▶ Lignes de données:

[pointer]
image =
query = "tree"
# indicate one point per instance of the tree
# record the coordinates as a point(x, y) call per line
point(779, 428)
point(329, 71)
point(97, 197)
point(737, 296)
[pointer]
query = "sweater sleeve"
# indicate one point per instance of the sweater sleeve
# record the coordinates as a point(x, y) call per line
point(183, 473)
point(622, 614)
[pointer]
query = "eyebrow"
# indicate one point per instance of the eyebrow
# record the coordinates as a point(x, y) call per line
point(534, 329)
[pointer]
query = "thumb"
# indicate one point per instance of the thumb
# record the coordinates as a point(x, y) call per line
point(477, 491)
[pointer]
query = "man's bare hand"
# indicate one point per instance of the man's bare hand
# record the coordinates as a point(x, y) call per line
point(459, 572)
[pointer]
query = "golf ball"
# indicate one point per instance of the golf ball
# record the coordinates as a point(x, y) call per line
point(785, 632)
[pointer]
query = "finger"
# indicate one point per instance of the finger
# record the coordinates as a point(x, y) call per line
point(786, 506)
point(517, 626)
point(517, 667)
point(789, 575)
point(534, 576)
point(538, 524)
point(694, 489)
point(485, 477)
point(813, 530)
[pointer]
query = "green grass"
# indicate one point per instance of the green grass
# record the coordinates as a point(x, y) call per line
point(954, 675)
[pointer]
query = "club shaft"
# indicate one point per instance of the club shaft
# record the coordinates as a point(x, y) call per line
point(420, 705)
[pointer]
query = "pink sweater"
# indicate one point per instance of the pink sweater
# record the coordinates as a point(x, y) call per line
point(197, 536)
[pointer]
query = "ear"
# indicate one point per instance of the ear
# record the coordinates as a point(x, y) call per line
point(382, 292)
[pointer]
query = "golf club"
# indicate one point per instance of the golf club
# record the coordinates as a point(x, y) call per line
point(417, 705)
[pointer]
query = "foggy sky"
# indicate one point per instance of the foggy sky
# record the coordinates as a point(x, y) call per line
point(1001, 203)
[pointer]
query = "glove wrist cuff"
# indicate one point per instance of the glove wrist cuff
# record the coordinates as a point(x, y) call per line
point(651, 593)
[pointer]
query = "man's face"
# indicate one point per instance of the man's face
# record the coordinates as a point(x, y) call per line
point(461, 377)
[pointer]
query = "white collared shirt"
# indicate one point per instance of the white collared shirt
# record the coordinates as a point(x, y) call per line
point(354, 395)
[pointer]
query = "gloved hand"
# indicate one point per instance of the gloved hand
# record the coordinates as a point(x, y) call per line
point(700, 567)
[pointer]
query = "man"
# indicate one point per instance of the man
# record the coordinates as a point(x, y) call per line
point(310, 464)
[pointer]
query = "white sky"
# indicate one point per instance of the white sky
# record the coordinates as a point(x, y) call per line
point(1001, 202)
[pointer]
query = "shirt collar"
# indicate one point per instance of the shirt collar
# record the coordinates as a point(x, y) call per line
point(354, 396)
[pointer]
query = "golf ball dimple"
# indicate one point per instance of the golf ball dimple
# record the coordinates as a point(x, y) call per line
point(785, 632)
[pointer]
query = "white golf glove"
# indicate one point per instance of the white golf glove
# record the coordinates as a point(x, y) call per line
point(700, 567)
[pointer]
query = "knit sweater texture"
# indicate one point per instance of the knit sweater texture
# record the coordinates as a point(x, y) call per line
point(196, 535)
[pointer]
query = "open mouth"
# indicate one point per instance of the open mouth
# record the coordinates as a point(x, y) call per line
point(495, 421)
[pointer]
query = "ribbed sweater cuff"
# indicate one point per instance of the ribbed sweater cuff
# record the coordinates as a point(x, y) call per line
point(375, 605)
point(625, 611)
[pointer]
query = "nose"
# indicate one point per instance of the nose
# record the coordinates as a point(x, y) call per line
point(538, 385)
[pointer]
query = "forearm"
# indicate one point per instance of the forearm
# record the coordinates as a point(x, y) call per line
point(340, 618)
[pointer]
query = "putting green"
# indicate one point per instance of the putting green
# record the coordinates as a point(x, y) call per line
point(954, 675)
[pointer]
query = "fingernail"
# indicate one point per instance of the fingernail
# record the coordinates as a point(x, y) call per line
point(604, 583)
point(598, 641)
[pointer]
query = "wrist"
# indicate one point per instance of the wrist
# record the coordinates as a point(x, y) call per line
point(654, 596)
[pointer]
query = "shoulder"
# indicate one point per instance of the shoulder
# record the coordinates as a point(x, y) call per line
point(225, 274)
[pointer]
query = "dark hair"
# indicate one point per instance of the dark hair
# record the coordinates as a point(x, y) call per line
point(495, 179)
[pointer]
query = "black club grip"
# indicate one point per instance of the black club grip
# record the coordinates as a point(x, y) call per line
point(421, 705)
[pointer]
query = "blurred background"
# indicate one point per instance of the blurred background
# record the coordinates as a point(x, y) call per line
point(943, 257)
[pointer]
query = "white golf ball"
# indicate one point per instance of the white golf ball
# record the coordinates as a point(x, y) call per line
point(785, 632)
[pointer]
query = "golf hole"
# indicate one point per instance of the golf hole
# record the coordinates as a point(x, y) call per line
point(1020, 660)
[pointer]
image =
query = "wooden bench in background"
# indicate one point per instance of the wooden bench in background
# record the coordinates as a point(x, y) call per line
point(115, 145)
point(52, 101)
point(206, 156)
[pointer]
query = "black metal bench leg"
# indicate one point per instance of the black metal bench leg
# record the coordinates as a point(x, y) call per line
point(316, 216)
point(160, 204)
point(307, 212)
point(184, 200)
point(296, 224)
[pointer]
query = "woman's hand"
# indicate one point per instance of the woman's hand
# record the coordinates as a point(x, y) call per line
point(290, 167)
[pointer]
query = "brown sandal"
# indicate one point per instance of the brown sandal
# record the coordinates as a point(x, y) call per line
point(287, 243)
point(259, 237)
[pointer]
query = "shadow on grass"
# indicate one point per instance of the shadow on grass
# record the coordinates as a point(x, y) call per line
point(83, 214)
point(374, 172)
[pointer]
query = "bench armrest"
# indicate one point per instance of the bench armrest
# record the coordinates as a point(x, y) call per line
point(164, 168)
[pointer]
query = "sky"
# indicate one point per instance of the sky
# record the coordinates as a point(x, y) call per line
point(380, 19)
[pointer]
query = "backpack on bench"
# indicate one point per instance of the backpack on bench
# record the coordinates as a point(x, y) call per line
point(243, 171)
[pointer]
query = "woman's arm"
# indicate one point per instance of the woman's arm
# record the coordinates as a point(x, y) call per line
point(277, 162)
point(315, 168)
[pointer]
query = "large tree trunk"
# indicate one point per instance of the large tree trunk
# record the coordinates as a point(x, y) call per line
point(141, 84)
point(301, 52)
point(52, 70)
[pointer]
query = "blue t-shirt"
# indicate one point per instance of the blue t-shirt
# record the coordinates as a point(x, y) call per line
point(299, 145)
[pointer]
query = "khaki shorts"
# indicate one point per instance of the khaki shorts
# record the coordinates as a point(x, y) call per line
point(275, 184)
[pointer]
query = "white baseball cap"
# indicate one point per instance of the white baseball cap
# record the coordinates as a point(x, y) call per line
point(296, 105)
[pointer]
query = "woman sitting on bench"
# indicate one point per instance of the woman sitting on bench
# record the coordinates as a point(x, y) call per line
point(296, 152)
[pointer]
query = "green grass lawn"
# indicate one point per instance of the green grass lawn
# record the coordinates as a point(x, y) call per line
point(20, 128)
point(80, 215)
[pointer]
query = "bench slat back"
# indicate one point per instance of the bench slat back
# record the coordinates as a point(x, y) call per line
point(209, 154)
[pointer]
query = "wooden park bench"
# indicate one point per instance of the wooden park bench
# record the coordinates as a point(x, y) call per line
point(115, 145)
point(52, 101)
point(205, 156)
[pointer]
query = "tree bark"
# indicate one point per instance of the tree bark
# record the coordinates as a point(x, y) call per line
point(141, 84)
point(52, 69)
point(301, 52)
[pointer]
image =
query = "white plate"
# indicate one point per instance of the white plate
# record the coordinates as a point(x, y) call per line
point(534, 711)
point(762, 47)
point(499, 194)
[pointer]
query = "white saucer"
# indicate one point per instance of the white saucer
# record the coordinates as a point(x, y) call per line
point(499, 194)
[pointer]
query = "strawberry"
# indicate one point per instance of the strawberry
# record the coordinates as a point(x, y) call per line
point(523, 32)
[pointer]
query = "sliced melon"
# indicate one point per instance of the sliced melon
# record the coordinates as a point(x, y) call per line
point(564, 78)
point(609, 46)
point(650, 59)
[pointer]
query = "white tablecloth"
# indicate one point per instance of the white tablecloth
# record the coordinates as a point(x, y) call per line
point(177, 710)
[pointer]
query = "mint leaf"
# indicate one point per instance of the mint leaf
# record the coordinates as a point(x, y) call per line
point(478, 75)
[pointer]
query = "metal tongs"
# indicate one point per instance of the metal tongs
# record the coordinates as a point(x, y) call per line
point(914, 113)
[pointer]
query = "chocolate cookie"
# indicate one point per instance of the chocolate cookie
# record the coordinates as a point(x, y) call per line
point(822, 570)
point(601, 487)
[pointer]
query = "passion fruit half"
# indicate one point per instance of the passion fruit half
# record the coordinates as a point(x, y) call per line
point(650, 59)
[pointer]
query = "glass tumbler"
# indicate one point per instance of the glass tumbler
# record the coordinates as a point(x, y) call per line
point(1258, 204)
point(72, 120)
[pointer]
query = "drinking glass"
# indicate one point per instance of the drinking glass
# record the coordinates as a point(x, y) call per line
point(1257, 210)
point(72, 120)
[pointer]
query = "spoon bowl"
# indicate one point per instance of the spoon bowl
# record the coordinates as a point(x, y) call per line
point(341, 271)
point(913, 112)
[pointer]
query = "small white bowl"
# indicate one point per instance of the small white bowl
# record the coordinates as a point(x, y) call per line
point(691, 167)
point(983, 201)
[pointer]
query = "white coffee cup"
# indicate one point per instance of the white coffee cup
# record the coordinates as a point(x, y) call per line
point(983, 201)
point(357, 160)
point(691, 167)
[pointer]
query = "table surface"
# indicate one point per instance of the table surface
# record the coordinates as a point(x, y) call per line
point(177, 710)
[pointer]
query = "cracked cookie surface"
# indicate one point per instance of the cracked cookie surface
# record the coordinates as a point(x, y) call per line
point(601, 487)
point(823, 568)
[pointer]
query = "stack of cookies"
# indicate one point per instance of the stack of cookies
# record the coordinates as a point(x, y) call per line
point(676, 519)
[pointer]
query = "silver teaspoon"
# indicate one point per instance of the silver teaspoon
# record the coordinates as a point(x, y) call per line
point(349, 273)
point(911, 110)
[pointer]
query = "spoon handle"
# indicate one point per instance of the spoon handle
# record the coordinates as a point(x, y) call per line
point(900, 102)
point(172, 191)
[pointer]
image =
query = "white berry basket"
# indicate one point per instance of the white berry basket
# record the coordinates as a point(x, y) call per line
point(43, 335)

▶ Tâche à faire:
Affiche chaque ligne des enregistrements ci-dessus qui contient le mot « background », en tenant compte des majuscules et des minuscules.

▶ Réponse attendue:
query = "blurred background"
# indicate one point per instance of the blurred background
query = "wooden bench in background"
# indicate one point per instance of the wooden bench in background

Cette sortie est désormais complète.